> [Rincian Tugas]
Alihkan kalimat "Seorang gadis berusia 10 tahun menderita kekurangan gizi di kamp Maw Sonya IDP dekat Sittwe pada 12 September." dari teks tentang pengungsi Rohingya di bawah ini ke dalam bahasa Inggris.

##### Teks Bacaan #####

UCAN China ucanews.com
UCAN Indonesia

Sekitar 50.000 Warga Rohingya Terancam Kelaparan

September 19, 2017

Sekitar 50.000 Warga Rohingya Terancam Kelaparan

Seorang gadis berusia 10 tahun menderita kekurangan gizi di kamp Maw Sonya IDP dekat Sittwe pada 12 September.

Program Pangan Dunia (WFP) organisasi milik PBB yang menyediakan bantuan makanan secara reguler kepada 120.000 orang Rohingya di kamp pengungsian, bekerja mengejar waktu untuk memberikan bantuan untuk kelangsungan hidup untuk 50.000 orang pengungsi yang telah mengungsi sekitar tiga minggu.

Gangguan pendistribusian bantuan terjadi menyusul tuduhan pemerintah bahwa badan bantuan tersebut mendukung pemberontak, yang menyebabkan kontraktor lokal menolak membawa bantuan makanan untuk negara bagian Rakhine yang dilanda konflik sejak 25 Agustus.

Hal ini juga mempengaruhi penyediaan perawatan kesehatan primer di kamp pengungsi internal di dekat Sittwe dan tempat lain di negara bagian ini.

Pengungsi Rohingya dari sepuluh kamp, ​​yang ditutup dengan penjagaan polisi di dekat Sittwe, ibu kota pelabuhan Rakhine, mengatakan bahwa beberapa kamp mendapat jatah makanan pada bulan Agustus namun sebagian besar kamp tidak mendapat jatah.

##### Data Hasil Ekstraksi #####

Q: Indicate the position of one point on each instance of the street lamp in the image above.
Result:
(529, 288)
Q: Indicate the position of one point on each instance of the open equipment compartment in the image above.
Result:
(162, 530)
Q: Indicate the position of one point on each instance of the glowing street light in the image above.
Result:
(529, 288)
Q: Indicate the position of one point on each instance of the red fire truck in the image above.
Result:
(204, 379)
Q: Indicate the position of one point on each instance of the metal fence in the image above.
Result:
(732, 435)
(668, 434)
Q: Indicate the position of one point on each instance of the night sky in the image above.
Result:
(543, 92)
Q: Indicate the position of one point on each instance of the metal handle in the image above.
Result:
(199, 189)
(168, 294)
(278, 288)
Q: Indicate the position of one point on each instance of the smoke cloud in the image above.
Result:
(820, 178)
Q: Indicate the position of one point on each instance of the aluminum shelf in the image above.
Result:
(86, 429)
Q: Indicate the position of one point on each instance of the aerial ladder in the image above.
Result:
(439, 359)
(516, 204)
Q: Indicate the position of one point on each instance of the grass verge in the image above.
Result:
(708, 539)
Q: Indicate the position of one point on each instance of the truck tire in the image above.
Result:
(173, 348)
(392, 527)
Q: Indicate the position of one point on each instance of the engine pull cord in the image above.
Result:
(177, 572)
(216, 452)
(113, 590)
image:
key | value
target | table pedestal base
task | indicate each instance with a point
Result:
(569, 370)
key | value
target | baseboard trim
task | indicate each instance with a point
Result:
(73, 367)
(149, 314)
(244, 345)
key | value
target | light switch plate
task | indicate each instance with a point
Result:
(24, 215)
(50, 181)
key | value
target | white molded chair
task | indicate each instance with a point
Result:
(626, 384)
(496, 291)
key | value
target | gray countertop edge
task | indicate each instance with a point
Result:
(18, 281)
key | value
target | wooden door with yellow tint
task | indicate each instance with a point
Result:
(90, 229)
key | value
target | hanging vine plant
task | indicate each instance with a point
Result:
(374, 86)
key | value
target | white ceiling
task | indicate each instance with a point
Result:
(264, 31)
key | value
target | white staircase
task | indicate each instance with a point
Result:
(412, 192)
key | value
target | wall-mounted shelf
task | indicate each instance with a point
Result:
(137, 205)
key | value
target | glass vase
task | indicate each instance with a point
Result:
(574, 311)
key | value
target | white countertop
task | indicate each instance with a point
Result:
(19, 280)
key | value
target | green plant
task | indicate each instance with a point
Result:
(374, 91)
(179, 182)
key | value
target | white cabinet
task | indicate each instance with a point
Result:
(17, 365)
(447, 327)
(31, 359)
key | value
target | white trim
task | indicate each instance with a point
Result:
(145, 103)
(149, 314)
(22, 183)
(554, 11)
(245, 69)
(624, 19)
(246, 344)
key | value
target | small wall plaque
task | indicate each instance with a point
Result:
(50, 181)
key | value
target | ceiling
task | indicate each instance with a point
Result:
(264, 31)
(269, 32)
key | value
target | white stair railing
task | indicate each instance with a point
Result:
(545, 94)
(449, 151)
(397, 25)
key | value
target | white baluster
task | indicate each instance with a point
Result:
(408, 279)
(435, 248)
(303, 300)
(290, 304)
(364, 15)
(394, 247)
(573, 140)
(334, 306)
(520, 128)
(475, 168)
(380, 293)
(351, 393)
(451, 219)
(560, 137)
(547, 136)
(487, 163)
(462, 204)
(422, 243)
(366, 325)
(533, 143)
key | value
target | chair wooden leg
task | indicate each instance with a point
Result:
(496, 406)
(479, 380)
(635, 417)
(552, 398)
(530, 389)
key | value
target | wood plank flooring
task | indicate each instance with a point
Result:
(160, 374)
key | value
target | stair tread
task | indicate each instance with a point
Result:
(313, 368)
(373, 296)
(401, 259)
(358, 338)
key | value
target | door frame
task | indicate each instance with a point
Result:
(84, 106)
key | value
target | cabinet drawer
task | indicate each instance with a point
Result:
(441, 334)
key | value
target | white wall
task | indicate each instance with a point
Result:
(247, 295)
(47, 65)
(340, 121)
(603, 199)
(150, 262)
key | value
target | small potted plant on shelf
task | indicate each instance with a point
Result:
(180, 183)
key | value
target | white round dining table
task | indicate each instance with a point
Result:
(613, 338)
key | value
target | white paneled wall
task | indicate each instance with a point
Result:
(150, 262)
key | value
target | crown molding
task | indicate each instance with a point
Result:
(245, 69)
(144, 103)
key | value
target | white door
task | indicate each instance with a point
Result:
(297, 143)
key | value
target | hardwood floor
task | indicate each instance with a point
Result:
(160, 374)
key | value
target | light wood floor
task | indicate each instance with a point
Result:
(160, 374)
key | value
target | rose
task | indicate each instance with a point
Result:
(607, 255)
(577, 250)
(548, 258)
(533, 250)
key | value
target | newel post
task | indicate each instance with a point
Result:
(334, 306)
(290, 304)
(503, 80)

#####

> [Hasil Latihan]
A 10-year-old girl was suffering from malnutrition at the Maw Sonya IDP camp near Sittwe on September 12.